Reproduce every row below in full, requests included, and shift each point coordinate in the answers by -72. Keep the numbers in the requests and their format samples as they are.

Position annotation records
· · · · · · ·

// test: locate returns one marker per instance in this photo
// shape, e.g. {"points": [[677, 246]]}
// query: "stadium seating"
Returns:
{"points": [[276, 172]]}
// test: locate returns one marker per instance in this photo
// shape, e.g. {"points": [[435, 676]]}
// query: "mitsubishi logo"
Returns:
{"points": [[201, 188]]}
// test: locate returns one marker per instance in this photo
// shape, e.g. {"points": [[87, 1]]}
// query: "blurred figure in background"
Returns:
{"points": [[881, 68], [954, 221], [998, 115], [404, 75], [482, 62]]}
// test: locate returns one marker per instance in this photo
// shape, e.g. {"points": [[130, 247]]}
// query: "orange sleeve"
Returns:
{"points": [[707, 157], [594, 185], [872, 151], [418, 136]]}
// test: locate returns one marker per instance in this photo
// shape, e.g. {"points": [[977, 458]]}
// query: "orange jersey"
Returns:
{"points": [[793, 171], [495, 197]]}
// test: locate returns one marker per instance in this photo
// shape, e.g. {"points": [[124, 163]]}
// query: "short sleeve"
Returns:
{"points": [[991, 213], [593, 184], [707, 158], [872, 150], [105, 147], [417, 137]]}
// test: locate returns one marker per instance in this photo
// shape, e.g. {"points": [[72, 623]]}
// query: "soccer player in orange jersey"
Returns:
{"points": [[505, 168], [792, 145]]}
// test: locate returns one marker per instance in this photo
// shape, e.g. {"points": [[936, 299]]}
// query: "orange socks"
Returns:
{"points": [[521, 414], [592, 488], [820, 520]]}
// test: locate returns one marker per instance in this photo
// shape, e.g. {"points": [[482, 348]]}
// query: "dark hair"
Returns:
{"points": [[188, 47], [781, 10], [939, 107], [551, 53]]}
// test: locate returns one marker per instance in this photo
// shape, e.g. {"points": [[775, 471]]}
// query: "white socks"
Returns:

· · · · · · ·

■ CORRECT OUTPUT
// test: locate returns one marker per instance in this photo
// shape, e.g. {"points": [[677, 246]]}
// query: "stadium seating"
Returns:
{"points": [[204, 100]]}
// test: locate returns one marker per instance in this photo
// shape, e.g. {"points": [[435, 676]]}
// query: "mitsubishi logo"
Returns:
{"points": [[129, 116]]}
// test: locate returns one marker per instance in this photo
// shape, e.g. {"points": [[87, 1]]}
// query: "blurred figure in background"
Returns:
{"points": [[809, -4], [882, 149], [926, 43], [332, 3], [410, -10]]}
// test: locate returns one marker per instance in this photo
// shape, e.g. {"points": [[130, 247]]}
// query: "orange sleeve"
Returns:
{"points": [[635, 85], [522, 113], [800, 79], [346, 64]]}
// test: locate returns one marker per instance in this photo
// shape, e.g. {"points": [[977, 458]]}
// query: "orange jersey"
Returns:
{"points": [[721, 99], [423, 125]]}
// test: locate returns one marker per instance in this photo
// shape, e.g. {"points": [[124, 163]]}
// query: "short sleeve"
Returns:
{"points": [[919, 141], [521, 112], [635, 86], [800, 78], [33, 75], [345, 65]]}
// test: locate returns one marker per instance in this photo
// shape, e.g. {"points": [[72, 623]]}
// query: "soccer player in orange jersey"
Returns:
{"points": [[433, 96], [720, 73]]}
// test: locate returns one marker per instance in this photo
// shape, e.g. {"points": [[936, 299]]}
// query: "orange socks"
Returns:
{"points": [[449, 342], [520, 416], [748, 448]]}
// test: locate returns one marker per instance in this photo
// shape, e.g. {"points": [[482, 348]]}
// query: "dark hair"
Returns:
{"points": [[116, -25], [709, -62], [867, 35], [479, -19]]}
// test: locate returns one marker per instance in this photo
// shape, e.g. {"points": [[775, 471]]}
// query: "white socks"
Returns:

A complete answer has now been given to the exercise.